Copy out the rows below word for word, leaving the pictures out of your copy.

Source data -
^^^^

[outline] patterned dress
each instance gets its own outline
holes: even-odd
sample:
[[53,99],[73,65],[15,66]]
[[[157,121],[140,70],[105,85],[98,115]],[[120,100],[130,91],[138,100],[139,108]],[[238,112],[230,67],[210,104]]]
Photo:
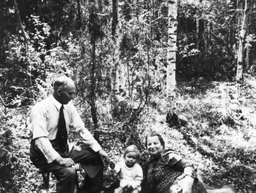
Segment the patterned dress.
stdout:
[[187,171],[187,174],[194,178],[191,192],[207,193],[203,183],[198,180],[193,166],[173,150],[158,157],[150,157],[147,175],[150,192],[182,192],[180,189],[171,192],[169,188],[178,183],[180,180],[178,179],[185,177],[183,174],[184,168],[188,166],[191,166],[191,169],[189,173]]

^^^^

WORKED ANSWER -
[outline] patterned dress
each instance gets its own outline
holes: even-odd
sample:
[[53,99],[73,65],[15,66]]
[[[157,121],[140,70],[105,85],[98,115]],[[120,100],[130,91],[138,100],[139,108]],[[238,112],[230,67],[210,104]]]
Photo:
Segment the patterned dress.
stdout:
[[187,171],[187,174],[194,178],[191,192],[207,193],[203,183],[198,180],[193,166],[173,150],[158,157],[150,157],[147,175],[150,192],[182,192],[180,189],[171,192],[169,188],[178,183],[180,180],[178,179],[185,177],[183,174],[184,168],[188,166],[191,166],[191,169],[189,173]]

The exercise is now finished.